What you should do: Reproduce the listing below word for word and exclude any picture.

=== Exercise data ===

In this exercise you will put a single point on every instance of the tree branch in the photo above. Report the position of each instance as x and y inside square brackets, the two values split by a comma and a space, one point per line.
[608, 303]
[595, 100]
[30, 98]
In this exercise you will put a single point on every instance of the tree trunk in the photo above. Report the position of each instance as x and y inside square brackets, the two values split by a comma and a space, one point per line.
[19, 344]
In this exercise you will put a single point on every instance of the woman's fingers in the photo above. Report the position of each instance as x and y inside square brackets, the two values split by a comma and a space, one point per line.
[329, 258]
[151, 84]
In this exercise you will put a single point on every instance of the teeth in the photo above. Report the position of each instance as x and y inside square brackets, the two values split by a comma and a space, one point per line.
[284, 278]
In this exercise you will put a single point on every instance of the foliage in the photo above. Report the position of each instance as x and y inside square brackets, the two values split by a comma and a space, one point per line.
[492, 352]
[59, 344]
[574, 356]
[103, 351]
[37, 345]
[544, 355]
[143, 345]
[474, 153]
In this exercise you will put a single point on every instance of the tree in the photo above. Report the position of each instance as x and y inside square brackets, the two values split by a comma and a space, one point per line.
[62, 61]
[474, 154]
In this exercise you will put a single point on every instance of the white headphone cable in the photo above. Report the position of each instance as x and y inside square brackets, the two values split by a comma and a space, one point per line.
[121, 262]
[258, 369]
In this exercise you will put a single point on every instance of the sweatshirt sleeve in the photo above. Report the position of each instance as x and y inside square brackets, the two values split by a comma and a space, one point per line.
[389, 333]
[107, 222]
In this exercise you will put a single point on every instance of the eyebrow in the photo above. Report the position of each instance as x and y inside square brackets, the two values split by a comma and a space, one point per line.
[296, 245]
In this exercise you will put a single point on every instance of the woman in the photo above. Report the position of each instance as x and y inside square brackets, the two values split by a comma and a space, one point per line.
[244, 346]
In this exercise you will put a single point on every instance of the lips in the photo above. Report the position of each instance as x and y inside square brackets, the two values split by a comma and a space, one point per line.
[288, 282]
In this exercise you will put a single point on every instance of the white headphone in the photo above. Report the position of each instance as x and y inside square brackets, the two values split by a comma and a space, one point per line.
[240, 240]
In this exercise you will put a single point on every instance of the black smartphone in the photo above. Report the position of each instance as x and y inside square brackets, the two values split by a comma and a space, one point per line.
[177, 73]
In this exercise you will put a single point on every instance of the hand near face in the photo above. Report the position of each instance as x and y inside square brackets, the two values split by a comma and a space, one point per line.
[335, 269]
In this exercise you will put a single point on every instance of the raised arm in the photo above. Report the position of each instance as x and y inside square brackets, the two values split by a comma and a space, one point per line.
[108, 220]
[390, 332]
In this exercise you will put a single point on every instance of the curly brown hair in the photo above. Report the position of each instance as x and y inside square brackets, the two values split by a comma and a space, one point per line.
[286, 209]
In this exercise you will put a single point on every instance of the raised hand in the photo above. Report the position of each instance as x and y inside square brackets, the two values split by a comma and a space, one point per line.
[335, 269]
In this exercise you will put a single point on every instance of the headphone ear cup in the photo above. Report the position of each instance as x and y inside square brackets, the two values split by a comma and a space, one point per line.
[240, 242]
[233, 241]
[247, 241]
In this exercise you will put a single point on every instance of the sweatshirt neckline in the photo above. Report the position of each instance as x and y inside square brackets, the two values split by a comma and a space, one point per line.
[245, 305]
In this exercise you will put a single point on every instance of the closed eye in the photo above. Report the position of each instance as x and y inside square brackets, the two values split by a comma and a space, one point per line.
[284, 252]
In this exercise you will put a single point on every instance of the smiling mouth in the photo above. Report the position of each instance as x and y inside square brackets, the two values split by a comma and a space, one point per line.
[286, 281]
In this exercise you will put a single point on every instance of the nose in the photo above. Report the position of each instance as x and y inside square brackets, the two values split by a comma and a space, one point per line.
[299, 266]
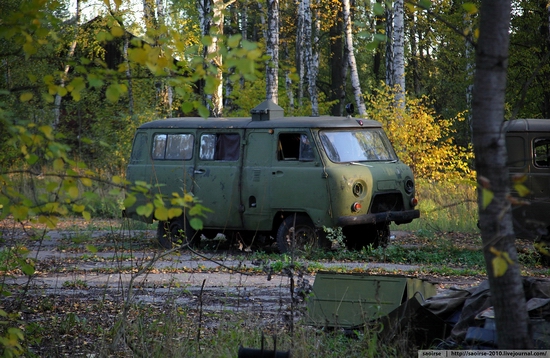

===

Response box:
In this exercise you will put a single point on every instance of the tree branch in the photo above. Report the position of each instance as x and y inside square brackets, the two values split by a comma and a space, one point per line.
[608, 303]
[595, 100]
[30, 98]
In this exercise you will put a single point on every instance of the tree trunk in the photo above. Report the position of each instance as x and y inside square brackets, the two values split by a comma and a space, one point per line.
[19, 344]
In this exercise you will put a single point on every instance of the woman's fingers in the photo above. Report the position of each instance as x and y inside square brackets, the two values split by a comma and a space, one point per line.
[329, 258]
[151, 84]
In this exercise you will put a single point on every instance of the teeth in the photo above. Report the position of each instance as x and y inside square brackets, the two values split by a comma and a space, one point per line.
[284, 278]
In this exercise you will put a single point on every instance of the foliage in the photo above. Report the position of each instance as x and y inside square brackets, the two values split by a comma and a space, one point per line.
[492, 352]
[59, 344]
[574, 356]
[103, 351]
[37, 345]
[544, 355]
[143, 345]
[474, 153]
In this exercise you will put a single point on every instance of the tree in the photo above. Report the position of each instance as x and y inside square brackets, the two values split by a comma and a space, one point per line.
[62, 61]
[474, 154]
In this exercise you will put a single point on every instance of the white headphone cable in the photo above. Report the position of each instance as x and y inside square brackets, the two values split by a comma and a space, one point per line.
[121, 262]
[258, 369]
In this exercise you will put a single point on every instance of the sweatshirt sleeve in the photo above. Report the position of each instance as x and y inside square brackets, the two values split by a comma and a space, one point per line.
[389, 333]
[107, 222]
In this exercise you will put a single point on every instance of the eyebrow in the photo above. Report the position of each instance as x and y inside square brackets, the two values split by a comma and a space, one point per line.
[296, 245]
In this exercise you will put a single point on every instance of the woman in the photo above. Report the position of each instance as x and y inside square brackets, the two values split by a comma and a space, one point per line.
[244, 346]
In this exercise you will put a single point on every instance of the lips in the photo above. Report the position of each instance as x and y inside square brackets, the two values split by a comma and a space, one point per line.
[288, 282]
In this exercise you will put a single point on every instance of the white headphone in the photo above. Report the position of each instance as x and y inside square brackets, the two values split by a comma and a space, one point per line.
[240, 240]
In this exercise you will put a single point on every instance of the black smartphone in the photo above. Report the position of each instance as x and y inside square brackets, the two values split by a comma and a space, one point per line.
[177, 73]
In this exercise you will put a single point on every instance of the hand near face in the photo above. Report the position of each instance as x and y inside square brackets, the two values split by a comma and a space, one point per line.
[335, 269]
In this exercise you will put a single point on every instance of the raised arm in the photo above. Report the position of each instance as x and y inside square brackets, the two values split by a comma and a space, one point per line.
[108, 220]
[390, 332]
In this exercise you will put a single point on every instance of the curly brown hair in the photo above. Report the position of each instance as x and y inside square brackets, the two values split by a comma and a space, one point per line.
[286, 209]
In this exercise you will put a single point on every instance of the raised hand in the photo above. Report the position of each instance as x and y inside square brackets, the two values split by a comma and a space, one point per line.
[335, 269]
In this exercise you will put a single point on every instance of the headphone ear cup in the photo above. Report the position of each instance as x and y inside square brackets, the two values split by a comma and a space, one point per line.
[240, 242]
[233, 241]
[247, 241]
In this exercise you will put a single point on every instance of the sweatshirt neckline in the photo above. Report the position of each instance as x and y inside square brackets, the two values split by a comma and a space, one point per line.
[245, 305]
In this exercise you will put a single point on every instance of the closed eye in the photo above. Report the position of each instance as x and y inside square brackets, the two values split by a comma and a space, one point per line.
[284, 252]
In this exercise you will put a single point on every instance of the smiling mouth in the photo above. Report the position of each instance as x and y inside square brackets, the two values split by a comma and a space, one point per line.
[286, 281]
In this exercise you will put a single point on every instance of the nose in the photo above. Report the position of each instance as x and y inside square brackets, the two values split by a comma and a space, one point per line.
[299, 266]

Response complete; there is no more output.